Assignment: Every entry should be reproduced word for word.

Source data:
+-------+

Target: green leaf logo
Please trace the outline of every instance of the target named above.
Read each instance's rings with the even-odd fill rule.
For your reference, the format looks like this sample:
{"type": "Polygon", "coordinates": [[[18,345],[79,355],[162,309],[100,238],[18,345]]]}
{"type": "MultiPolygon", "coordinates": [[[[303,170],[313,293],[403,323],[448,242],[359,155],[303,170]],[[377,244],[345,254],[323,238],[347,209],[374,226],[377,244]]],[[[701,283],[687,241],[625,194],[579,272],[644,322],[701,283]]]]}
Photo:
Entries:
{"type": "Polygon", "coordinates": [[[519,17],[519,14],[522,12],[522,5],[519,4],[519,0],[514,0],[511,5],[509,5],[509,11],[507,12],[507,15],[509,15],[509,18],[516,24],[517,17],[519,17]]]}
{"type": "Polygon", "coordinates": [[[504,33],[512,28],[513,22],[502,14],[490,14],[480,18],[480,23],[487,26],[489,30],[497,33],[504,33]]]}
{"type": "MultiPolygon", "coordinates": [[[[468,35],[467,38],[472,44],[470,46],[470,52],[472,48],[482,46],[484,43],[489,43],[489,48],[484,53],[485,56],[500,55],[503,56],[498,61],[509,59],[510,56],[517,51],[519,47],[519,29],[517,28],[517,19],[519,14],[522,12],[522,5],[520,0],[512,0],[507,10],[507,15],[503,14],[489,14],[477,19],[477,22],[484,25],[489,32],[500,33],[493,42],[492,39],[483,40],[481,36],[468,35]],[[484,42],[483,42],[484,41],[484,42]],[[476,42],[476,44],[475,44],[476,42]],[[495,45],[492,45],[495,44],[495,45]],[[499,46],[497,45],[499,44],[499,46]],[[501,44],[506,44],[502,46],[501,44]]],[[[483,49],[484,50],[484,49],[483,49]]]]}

+-------+

Response:
Target: green leaf logo
Please trace the outline of every instance of the target named above.
Read each instance's rings with the even-odd fill rule.
For your reference, the format looks like this sample:
{"type": "Polygon", "coordinates": [[[18,345],[79,355],[162,309],[100,238],[18,345]]]}
{"type": "MultiPolygon", "coordinates": [[[[303,170],[313,293],[403,323],[448,242],[359,155],[303,170]],[[377,244],[345,254],[323,238],[347,209],[374,226],[377,244]]],[[[701,283],[687,241],[625,194],[579,272],[644,322],[701,283]]]]}
Photo:
Entries:
{"type": "Polygon", "coordinates": [[[519,17],[519,14],[522,12],[522,5],[519,4],[519,0],[514,0],[511,5],[509,5],[509,11],[507,12],[507,15],[509,15],[509,18],[516,24],[517,17],[519,17]]]}
{"type": "Polygon", "coordinates": [[[504,33],[512,28],[513,22],[502,14],[490,14],[480,18],[480,23],[487,26],[489,30],[497,33],[504,33]]]}
{"type": "MultiPolygon", "coordinates": [[[[468,35],[467,38],[472,44],[470,46],[470,52],[472,48],[482,46],[484,43],[489,43],[489,48],[484,53],[485,56],[500,55],[503,56],[498,61],[509,59],[510,56],[517,51],[519,47],[519,29],[517,28],[517,19],[519,14],[522,12],[522,5],[520,0],[512,0],[507,10],[507,15],[503,14],[489,14],[477,19],[477,22],[484,25],[489,32],[500,33],[493,42],[492,39],[483,40],[481,36],[468,35]],[[484,42],[483,42],[484,41],[484,42]],[[476,42],[476,44],[475,44],[476,42]],[[495,45],[492,45],[495,44],[495,45]],[[499,46],[497,45],[499,44],[499,46]],[[501,44],[506,44],[502,46],[501,44]]],[[[483,49],[484,50],[484,49],[483,49]]]]}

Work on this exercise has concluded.